■ 抽出テキスト:
Support Your Fav Artists by Bandcamping! : Bandcampリリースで振り返る2010年代

やあ!先日Bandcampがこんな声明を出したね!猛威を振るう新型コロナウィルスによりあらゆる形でダメージを受けたアーティストに、手数料さえも還元する日を作ろう!という事で、日本時間3/20~16時頃から翌16時頃がその時間なんだ!さてじゃあこの機会にBandcampで…でも何を、誰の作品を買おう、とお悩みのあなた。ディケイドの変わり目の年に聴き漏らしていた2010年代の名盤もありかもしれないよ!

てなわけで2010〜18(19年は年間ベスト記事にBandcampが見つかったものは全てリンクを添えてあるよ!)年のオススメBandcampリリースをどうぞ!

■ 取り組む課題:
A – 抽出テキストのうち、「やあ!先日Bandcampが」から下へ「の名盤もありかもしれないよ!」までをすべて、一字も変えずに改めて書き出すこと。
B – 抽出テキストで、おすすめのBandcampリリースが2010〜18年に限られ、2019年が入っていないのはなぜか。本文の理由を1〜3文で説明すること。

■ 提供資料:
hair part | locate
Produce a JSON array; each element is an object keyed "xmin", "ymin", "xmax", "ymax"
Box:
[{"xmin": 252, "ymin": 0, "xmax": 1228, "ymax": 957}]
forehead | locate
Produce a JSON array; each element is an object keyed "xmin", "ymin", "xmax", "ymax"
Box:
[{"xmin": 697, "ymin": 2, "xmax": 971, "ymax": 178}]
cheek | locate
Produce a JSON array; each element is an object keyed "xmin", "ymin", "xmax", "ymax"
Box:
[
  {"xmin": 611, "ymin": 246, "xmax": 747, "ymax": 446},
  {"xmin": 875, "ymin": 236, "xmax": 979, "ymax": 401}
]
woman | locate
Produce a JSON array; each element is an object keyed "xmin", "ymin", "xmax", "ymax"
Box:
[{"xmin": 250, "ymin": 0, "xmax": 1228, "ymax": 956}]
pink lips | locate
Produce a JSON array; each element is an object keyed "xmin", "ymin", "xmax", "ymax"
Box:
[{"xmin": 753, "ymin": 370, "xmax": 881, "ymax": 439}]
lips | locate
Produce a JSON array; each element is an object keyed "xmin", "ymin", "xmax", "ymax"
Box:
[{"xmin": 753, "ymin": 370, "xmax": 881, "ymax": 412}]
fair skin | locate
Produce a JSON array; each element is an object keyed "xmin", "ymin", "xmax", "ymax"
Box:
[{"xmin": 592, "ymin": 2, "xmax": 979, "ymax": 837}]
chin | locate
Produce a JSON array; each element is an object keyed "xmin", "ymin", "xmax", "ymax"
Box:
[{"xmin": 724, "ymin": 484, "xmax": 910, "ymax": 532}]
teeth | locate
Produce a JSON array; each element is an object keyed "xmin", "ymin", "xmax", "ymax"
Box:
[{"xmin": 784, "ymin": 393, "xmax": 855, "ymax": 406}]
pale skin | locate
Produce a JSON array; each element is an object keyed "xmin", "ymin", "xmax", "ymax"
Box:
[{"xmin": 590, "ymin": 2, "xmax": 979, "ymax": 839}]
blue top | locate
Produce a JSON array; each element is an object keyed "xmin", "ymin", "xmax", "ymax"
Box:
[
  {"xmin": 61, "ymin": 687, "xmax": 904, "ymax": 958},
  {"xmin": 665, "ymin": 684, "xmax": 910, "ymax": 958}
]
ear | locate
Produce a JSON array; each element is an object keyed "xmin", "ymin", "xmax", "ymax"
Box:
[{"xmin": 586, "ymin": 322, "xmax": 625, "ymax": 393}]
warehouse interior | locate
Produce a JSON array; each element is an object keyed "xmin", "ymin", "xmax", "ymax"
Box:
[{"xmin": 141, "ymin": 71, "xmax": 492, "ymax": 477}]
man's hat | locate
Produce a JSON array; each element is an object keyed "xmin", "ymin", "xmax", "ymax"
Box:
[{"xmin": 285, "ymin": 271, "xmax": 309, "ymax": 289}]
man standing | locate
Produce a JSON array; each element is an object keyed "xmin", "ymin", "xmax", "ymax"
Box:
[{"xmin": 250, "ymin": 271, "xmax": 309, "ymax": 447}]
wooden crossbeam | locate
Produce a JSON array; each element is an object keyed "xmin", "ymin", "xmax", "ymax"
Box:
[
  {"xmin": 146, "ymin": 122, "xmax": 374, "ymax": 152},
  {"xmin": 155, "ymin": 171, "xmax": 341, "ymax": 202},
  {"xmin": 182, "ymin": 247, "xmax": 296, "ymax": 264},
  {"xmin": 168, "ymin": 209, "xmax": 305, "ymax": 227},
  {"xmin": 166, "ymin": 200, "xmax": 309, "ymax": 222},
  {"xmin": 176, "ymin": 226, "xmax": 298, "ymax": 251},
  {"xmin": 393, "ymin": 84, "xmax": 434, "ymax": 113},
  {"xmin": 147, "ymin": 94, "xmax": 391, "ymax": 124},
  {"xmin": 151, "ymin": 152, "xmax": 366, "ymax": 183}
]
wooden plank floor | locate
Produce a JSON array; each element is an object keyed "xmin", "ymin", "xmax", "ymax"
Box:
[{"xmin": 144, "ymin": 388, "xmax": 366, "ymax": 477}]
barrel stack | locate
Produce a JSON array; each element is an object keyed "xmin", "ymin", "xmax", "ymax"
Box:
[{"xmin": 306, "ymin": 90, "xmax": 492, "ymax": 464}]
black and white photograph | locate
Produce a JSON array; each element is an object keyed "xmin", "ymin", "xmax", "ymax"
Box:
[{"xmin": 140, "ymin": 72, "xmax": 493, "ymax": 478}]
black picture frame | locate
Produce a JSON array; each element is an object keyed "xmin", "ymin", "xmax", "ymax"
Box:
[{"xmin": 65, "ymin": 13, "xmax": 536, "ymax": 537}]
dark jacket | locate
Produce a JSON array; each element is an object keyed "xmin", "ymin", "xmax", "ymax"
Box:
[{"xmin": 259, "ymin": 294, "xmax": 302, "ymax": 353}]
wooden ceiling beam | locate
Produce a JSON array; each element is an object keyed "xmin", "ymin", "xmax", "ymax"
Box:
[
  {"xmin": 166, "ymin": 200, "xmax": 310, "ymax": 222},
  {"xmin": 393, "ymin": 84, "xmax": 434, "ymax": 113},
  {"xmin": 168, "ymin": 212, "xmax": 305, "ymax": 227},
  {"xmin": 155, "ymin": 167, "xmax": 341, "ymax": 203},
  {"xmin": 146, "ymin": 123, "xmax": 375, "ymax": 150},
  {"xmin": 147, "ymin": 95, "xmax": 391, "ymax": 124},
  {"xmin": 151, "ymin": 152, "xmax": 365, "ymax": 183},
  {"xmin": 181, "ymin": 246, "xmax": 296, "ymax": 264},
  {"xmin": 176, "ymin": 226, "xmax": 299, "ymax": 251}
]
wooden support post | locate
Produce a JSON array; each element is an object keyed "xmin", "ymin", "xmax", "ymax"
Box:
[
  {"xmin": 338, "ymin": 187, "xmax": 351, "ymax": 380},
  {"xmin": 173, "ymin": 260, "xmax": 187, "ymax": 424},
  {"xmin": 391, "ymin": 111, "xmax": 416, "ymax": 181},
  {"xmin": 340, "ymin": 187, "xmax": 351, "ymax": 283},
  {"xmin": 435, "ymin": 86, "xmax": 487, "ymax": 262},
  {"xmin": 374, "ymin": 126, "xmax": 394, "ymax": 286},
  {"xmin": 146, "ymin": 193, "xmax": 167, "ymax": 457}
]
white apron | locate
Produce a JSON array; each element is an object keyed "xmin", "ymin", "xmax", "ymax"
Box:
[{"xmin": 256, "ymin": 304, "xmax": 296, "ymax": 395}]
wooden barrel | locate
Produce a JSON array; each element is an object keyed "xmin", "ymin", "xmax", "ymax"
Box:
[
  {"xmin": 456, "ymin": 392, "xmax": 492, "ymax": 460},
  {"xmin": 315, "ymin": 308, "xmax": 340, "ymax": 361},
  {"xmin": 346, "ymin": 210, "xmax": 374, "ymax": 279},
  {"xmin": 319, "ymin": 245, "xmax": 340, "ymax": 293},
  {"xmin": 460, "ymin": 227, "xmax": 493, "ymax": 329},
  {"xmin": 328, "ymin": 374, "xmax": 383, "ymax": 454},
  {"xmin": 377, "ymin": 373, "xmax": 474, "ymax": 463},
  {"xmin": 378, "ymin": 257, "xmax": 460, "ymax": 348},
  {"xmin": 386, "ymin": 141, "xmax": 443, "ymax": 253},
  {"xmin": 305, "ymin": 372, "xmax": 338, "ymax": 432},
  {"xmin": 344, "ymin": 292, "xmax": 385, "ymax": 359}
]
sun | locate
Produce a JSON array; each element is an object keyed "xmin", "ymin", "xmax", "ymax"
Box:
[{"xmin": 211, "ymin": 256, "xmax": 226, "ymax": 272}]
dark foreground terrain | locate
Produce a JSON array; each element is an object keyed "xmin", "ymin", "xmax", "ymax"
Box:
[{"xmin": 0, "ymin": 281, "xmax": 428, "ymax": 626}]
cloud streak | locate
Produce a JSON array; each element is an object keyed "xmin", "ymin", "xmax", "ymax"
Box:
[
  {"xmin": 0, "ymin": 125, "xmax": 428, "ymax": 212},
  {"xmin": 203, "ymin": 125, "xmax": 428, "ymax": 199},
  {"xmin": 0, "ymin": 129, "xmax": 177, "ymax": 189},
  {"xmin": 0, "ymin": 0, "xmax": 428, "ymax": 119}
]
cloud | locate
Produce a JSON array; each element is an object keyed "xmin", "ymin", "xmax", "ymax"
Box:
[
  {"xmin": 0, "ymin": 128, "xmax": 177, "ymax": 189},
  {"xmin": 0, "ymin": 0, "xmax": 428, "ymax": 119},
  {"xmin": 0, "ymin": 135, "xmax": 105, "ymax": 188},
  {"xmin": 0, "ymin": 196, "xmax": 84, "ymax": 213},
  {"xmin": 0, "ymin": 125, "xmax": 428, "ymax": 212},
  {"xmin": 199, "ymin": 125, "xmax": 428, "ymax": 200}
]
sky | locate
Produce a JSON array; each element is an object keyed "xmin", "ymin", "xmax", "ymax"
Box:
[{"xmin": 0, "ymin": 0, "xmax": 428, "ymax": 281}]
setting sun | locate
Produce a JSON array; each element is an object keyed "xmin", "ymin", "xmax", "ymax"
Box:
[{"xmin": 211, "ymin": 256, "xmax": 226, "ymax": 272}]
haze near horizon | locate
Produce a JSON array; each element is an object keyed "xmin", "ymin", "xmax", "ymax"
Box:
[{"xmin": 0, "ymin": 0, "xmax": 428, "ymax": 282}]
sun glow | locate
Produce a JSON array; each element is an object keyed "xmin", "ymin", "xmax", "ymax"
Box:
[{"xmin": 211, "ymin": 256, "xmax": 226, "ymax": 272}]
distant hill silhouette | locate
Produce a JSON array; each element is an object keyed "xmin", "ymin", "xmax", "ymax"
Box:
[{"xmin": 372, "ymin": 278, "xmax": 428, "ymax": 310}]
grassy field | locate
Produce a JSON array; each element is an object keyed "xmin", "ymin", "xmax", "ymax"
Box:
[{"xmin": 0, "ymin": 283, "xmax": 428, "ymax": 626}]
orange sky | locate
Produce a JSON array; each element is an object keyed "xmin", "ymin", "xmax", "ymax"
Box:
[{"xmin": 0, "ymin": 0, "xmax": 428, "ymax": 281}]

■ 演習の結果:
A –
やあ!先日Bandcampがこんな声明を出したね!猛威を振るう新型コロナウィルスによりあらゆる形でダメージを受けたアーティストに、手数料さえも還元する日を作ろう!という事で、日本時間3/20~16時頃から翌16時頃がその時間なんだ!さてじゃあこの機会にBandcampで…でも何を、誰の作品を買おう、とお悩みのあなた。ディケイドの変わり目の年に聴き漏らしていた2010年代の名盤もありかもしれないよ!

B – 2019年の作品は、年間ベスト記事の中で、Bandcampが見つかったものすべてにすでにリンクを添えてあるからである。